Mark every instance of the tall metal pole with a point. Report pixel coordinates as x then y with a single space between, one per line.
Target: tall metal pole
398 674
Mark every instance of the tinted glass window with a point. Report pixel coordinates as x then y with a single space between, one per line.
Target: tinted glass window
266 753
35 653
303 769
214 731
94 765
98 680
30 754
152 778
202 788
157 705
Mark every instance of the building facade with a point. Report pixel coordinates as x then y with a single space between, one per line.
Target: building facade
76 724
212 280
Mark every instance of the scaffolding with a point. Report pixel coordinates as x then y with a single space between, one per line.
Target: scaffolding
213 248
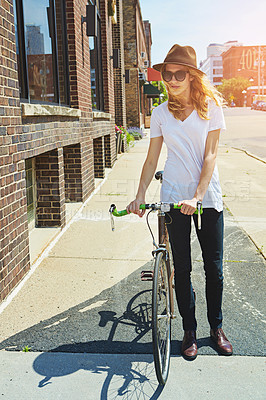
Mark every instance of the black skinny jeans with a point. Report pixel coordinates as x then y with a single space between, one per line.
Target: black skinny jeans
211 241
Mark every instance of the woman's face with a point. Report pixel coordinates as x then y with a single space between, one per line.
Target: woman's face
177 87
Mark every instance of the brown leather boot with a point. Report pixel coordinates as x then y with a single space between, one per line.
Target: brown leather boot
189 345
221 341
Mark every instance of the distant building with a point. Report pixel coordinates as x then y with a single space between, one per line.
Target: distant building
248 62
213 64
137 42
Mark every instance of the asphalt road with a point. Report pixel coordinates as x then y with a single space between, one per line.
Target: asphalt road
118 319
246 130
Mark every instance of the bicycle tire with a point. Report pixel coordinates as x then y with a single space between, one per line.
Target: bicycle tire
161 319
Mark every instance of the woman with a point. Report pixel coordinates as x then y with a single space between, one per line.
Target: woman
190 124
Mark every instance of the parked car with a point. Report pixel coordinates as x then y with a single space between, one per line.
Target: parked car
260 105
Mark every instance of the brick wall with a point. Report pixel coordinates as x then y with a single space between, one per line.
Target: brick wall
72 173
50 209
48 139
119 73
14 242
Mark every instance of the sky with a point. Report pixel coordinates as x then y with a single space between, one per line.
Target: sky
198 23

************

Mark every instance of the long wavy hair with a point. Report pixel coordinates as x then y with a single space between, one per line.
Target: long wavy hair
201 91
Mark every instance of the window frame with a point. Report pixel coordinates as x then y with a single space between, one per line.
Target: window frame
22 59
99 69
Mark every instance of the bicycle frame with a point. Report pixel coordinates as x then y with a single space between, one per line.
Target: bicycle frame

************

- Exercise prompt: Copy word for word the lines of the data above, from the line holding "Mark every instance of the window" through the line holding "Target: bicycle frame", both included.

- Task answer:
Mark every instance of the window frame with a point. Report pixel coordinates as x then y with a single space between, one per line.
Target: window frame
22 59
99 69
Mark every instance of the bicycle frame with a point. Report pixel coordinates as x then y with a single space between, one per line.
Target: bicycle frame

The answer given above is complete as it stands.